From the line containing "Query: grass field" through the last line of the entries below, repeat each line word for word and leave out the rest.

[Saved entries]
[Start of section]
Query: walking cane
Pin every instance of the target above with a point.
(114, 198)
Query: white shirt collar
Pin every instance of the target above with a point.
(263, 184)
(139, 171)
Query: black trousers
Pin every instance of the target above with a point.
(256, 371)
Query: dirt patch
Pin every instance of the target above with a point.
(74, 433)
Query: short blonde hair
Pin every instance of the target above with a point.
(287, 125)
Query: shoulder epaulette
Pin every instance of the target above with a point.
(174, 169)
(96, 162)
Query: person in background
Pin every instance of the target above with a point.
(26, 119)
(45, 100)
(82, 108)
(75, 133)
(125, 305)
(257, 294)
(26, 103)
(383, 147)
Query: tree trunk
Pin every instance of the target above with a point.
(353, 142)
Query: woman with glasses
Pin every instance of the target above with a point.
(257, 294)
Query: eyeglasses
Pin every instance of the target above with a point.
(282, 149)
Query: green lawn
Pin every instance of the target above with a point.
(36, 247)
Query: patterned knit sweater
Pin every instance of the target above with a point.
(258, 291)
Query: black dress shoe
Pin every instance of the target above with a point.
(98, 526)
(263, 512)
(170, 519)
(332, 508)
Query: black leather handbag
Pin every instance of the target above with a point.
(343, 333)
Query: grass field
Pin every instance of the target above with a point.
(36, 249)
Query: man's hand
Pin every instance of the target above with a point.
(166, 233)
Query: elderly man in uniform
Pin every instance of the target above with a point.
[End of section]
**RESULT FOR THIS TASK:**
Query: grass field
Pin every instance of the target above with a point.
(36, 249)
Query: man's hand
Pin every instance of the target above with a point.
(166, 233)
Query: elderly man in uniform
Pin every instance of the target above with a point.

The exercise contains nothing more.